Problem to solve >> Return the full news report below on San Francisco's plastic bag ban, word for word.

Passage shown >>
SAN FRANCISCO (KGO) -- Starting Monday, plastic bags are banned in retail stores in San Francisco, and consumers who want to carry out their purchases in paper bags will have to pay 10 cents per bag.
A new ordinance approved by the Board of Supervisors in February that takes effect today prohibits giving single-use, non-compostable plastic bags to customers in retail stores, expanding a 2007 law that bans supermarkets and chain-store pharmacies from providing such bags.
Restaurants will be included in the ordinance starting in October 2013.
Along with expanding the plastic bag ban, customers will now be charged a minimum of 10 cents for each paper bag provided to them. The fee will be kept the businesses to offset the cost of the bags, city officials said.
The San Francisco Department of the Environment has spent the past several months working with the 9,000-plus businesses in the city that will be affected by the ordinance, including doing door-to-door outreach and connecting businesses to bag manufacturers.
The department is also reaching out to consumers by hosting 50 reusable bag giveaway events over the next two months.

Supplied records >>
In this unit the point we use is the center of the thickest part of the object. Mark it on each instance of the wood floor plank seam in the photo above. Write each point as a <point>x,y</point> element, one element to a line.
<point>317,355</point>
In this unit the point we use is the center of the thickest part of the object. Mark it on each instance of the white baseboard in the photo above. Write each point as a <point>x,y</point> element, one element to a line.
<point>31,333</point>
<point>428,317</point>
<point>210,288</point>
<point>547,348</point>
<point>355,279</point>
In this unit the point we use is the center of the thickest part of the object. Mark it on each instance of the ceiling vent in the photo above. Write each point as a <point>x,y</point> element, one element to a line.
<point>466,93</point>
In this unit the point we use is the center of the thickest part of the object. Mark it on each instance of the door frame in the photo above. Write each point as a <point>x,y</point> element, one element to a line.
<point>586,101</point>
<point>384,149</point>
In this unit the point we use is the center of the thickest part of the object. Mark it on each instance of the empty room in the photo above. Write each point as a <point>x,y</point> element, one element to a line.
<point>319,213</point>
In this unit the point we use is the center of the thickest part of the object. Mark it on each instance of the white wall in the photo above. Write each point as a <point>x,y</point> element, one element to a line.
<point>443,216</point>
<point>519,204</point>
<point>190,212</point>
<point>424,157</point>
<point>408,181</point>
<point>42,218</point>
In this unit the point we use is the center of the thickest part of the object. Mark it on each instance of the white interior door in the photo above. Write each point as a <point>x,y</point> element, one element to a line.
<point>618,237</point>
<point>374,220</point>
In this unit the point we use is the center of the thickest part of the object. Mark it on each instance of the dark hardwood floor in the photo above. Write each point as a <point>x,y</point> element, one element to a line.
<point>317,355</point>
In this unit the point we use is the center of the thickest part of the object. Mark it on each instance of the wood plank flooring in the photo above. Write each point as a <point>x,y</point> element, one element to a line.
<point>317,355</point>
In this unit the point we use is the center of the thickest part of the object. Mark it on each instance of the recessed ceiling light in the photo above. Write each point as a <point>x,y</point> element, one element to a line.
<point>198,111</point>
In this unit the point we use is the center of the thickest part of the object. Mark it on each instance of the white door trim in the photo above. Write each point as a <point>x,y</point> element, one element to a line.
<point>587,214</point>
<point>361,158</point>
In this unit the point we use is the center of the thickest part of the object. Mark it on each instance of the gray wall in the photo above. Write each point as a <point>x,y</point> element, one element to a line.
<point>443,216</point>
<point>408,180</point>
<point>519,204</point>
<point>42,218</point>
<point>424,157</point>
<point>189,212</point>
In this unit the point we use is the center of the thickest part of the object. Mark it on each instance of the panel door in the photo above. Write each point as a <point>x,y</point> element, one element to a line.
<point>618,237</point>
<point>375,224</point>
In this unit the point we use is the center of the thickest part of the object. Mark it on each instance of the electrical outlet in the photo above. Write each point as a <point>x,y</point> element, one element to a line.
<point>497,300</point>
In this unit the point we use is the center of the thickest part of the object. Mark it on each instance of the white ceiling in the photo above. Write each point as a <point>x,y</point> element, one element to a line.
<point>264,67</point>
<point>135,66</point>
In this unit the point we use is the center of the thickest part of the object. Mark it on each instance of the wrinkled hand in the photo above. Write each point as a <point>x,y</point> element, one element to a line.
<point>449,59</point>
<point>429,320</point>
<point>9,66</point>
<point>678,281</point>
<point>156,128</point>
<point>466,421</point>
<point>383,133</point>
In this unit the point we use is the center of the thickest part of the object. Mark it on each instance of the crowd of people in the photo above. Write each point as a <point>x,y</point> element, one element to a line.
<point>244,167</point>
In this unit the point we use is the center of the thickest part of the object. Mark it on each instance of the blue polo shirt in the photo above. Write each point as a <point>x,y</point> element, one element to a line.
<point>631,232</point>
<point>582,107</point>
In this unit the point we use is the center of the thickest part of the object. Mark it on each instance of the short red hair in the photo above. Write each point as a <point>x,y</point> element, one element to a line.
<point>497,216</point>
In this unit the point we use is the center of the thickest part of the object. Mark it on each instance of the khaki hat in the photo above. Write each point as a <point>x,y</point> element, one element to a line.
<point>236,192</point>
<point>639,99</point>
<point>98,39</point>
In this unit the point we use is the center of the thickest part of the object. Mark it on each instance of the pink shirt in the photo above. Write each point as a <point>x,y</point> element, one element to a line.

Output for this exercise >>
SAN FRANCISCO (KGO) -- Starting Monday, plastic bags are banned in retail stores in San Francisco, and consumers who want to carry out their purchases in paper bags will have to pay 10 cents per bag.
A new ordinance approved by the Board of Supervisors in February that takes effect today prohibits giving single-use, non-compostable plastic bags to customers in retail stores, expanding a 2007 law that bans supermarkets and chain-store pharmacies from providing such bags.
Restaurants will be included in the ordinance starting in October 2013.
Along with expanding the plastic bag ban, customers will now be charged a minimum of 10 cents for each paper bag provided to them. The fee will be kept the businesses to offset the cost of the bags, city officials said.
The San Francisco Department of the Environment has spent the past several months working with the 9,000-plus businesses in the city that will be affected by the ordinance, including doing door-to-door outreach and connecting businesses to bag manufacturers.
The department is also reaching out to consumers by hosting 50 reusable bag giveaway events over the next two months.